* _ZIEL DER ÜBUNG_:
Führen Sie den Text über die Korruptionsaffäre im Kreml im Anschluss an seinen letzten Satz fort.

* _QUELLENAUSZUG_:
********************
Was steckt hinter der Korruptionsaffäre im Kreml ?

Diskussionen über Korruptionsvorwürfe gegen Russlands Präsidenten Jelzin und dessen "Familie" laufen schon über eine Woche auf Hochtouren. Ausgelöst wurden sie durch drei nahezu gleichzeitig erschienene Veröffentlichungen, die die Korruption in Russland erstmals mit Jelzin persönlich in Zusammenhang bringen.

Zuerst berichtete die italienische Zeitung Corriere della Sera, dass an Jelzins Familie Kreditkarten ausgegeben worden seien und Ermittlungen eingeleitet würden. Bei der schweizerischen Firma Mabetex seien bei einer Durchsuchung Kreditkartenabrechnungen, ausgestellt auf Boris Jelzin als auch auf seine beiden Töchter Tatjana Djatschenko und Jelena Okulowa gefunden worden.

Die Firma Mabetex, die für 335 Millionen Dollar Großaufträge zur Restaurierung von Kreml und Regierungsgebäuden erhalten hatte, habe eine zweistellige Millionensumme auf das Privatkonto von Pawel Borodin bei einer Budapester Bank überwiesen. Borodin ist Leiter der Abteilung für Immobilien und Dienstleistungsbetriebe im Kreml und gilt als der zweite Mann nach Jelzin. Jelzin soll dabei mit einer Million Dollar bedacht worden sein. In den Bilanzen von Mabetex erschienen die Beträge als "ortsübliche Sonderaufwendungen", weil nach schweizerischem Recht Provisionen, die an ausländische Beamte gezahlt werden, nicht versteuert werden müssen, aber Name und Kontonummer des Empfängers anzugeben sind.
********************
* _VORLIEGENDE DATENSÄTZE_:
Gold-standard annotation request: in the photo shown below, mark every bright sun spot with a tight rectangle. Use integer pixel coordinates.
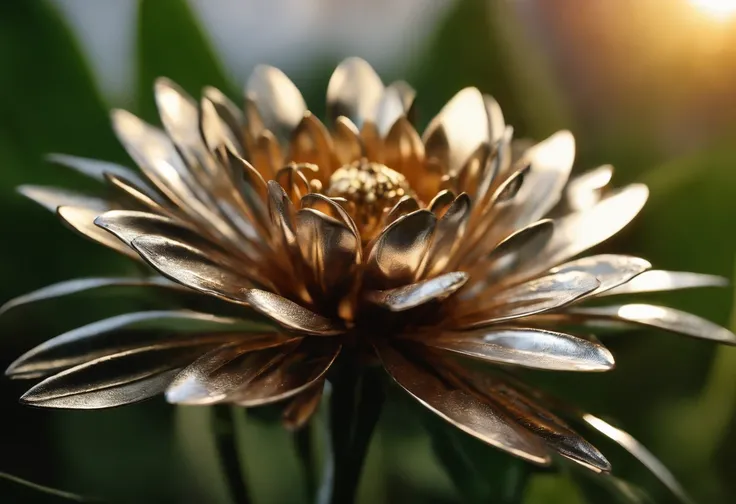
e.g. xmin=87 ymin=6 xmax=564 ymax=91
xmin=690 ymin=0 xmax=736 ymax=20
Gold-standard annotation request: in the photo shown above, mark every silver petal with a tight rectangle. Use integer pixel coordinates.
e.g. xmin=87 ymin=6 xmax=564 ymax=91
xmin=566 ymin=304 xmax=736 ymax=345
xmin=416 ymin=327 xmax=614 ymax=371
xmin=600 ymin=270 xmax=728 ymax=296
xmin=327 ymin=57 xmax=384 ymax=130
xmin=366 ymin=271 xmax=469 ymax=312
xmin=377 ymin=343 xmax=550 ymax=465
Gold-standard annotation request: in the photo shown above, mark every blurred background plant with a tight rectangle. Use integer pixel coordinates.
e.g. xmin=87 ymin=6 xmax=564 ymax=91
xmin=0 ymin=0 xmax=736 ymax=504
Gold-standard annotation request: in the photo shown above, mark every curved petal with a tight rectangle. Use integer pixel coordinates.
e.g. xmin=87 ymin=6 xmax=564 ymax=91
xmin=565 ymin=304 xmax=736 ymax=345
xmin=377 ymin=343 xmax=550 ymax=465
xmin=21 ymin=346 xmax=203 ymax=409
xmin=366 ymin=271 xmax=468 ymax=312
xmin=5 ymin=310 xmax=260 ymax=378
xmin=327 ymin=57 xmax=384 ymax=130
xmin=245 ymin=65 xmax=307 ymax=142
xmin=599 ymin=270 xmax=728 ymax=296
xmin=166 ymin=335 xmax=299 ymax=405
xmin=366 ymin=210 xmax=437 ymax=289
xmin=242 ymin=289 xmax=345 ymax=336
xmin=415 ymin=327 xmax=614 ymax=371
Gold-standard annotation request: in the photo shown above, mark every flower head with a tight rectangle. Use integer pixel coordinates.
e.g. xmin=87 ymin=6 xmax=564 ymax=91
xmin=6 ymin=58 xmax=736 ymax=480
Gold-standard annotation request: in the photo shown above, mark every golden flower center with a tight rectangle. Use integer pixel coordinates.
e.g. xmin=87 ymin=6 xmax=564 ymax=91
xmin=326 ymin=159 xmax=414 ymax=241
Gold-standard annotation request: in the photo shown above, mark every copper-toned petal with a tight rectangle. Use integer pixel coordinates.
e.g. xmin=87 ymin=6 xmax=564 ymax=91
********************
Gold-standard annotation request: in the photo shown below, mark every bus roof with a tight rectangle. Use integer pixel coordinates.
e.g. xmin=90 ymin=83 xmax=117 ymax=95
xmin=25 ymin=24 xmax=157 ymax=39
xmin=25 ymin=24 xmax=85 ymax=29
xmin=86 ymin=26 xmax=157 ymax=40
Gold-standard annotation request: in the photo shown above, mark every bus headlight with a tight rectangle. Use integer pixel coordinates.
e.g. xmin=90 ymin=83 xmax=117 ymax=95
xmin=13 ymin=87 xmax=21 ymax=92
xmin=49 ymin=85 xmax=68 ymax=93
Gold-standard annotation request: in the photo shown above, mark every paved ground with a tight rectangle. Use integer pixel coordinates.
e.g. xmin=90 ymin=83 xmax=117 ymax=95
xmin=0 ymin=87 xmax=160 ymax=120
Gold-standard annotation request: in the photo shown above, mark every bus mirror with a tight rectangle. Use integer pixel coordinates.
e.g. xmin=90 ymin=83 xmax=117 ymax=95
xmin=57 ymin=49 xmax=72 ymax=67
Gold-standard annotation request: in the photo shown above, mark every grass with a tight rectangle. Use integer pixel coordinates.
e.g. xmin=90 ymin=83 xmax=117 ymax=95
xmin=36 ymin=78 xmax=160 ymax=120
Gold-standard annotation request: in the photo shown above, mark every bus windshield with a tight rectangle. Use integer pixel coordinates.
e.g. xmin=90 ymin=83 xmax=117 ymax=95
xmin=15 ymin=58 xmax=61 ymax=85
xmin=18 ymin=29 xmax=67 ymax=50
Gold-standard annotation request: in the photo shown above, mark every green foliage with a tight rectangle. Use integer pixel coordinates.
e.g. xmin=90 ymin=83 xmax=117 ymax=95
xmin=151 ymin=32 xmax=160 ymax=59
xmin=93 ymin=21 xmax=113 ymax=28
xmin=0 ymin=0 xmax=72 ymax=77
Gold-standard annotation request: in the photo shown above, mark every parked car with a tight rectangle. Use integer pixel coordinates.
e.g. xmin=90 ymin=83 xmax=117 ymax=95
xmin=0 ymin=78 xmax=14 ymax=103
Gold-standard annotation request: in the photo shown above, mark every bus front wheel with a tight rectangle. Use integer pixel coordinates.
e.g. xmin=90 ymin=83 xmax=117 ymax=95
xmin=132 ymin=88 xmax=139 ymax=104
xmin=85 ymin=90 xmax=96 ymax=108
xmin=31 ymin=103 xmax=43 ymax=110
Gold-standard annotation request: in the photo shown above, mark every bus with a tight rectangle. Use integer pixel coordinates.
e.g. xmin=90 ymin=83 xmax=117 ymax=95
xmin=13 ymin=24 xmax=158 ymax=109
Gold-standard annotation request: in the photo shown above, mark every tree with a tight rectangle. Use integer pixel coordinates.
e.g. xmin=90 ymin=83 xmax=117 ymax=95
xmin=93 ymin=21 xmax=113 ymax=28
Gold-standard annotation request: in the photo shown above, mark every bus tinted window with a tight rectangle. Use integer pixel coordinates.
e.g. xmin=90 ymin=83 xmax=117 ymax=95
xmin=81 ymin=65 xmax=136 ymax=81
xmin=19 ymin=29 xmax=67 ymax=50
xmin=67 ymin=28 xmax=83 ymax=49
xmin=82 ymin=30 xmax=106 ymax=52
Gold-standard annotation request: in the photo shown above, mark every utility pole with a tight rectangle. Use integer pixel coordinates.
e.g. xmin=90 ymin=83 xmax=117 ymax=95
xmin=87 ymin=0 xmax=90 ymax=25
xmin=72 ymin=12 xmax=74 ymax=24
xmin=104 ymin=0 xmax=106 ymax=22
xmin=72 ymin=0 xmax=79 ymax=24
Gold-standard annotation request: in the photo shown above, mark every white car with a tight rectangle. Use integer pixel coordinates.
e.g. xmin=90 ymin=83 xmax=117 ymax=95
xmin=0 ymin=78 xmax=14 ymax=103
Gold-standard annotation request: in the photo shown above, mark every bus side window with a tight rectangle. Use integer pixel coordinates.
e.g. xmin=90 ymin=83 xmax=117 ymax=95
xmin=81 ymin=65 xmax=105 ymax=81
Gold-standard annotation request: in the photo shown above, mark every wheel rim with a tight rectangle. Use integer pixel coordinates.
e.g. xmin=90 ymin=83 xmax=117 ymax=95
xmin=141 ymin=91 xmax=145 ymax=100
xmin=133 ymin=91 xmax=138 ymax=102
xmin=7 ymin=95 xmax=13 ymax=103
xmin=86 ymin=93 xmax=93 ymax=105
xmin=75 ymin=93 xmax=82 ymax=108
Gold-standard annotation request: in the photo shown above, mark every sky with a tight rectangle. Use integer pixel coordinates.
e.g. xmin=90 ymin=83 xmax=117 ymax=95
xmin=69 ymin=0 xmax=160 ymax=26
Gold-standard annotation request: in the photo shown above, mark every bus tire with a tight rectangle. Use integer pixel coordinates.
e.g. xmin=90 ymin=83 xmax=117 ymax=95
********************
* _ENDERGEBNIS_:
Zweitens wurde in der Schweiz in einer Artikelserie die Beschlagnahme von Beresowskis Konten bekannt gegeben, in deren Zusammenhang ebenfalls der Name Jelzin fiel. Beresowski wird beschuldigt, in Verbindung mit einem Schwiegersohn Jelzins 250 Millionen Dollar der russischen Fluggesellschaft Aeroflot veruntreut zu haben.

Drittens berichtete die New York Times über neun Konten bei der Bank of New York, über die mit Wissen Jelzins bis zu 10 Milliarden Dollar für die russische Mafia gewaschen worden seien. In anderen Meldungen werden mittlerweile Beschuldigungen laut, wonach sich die Summe gewaschener Gelder auf 15 Milliarden Dollar belaufen soll und sogar IWF-Gelder direkt in die Taschen der russischen Mafia geflossen sein sollen. Laut der Zeitung USA-Today seien neben zwölf ehemaligen oder jetzigen russischen Regierungsmitgliedern auch Jelzin und Tochter Djatschenko darin verwickelt.

Erst am Freitag, den 3. September 1999, nahm der Corriere seine Berichterstattung wieder auf und veröffentlichte eine Liste mit 24 Namen und Adressen an dem Skandal um die Firma Mabetex beteiligter Russen. Darunter befindet sich ebenjener Pawel Borodin samt Familie, der Regierungsverantwortliche für den einträglichen Zollbereich, Anatoli Kruglow, und auch Oleg Soskowez, der bis zu seiner Entlassung 1996 als Vizepremierminister, Bau-, Energie-, Transport- oder Gesundheitsminister figurierte.

Zeitungen und Nachrichtenagenturen überschlagen sich mit immer neuen und detaillierten Meldungen über die engen Verflechtungen zwischen russischer Politik, Wirtschaft und Mafia. Berichte werden veröffentlicht, die ausführlich den obszönen Reichtum der neuen "Jet-Set-Russen" beschreiben, die seit dem Zusammenbruch der Sowjetunion das Leben in jedem internationalen Nobelkurort mit ihrer byzantinischen Verschwendungssucht beherrschen.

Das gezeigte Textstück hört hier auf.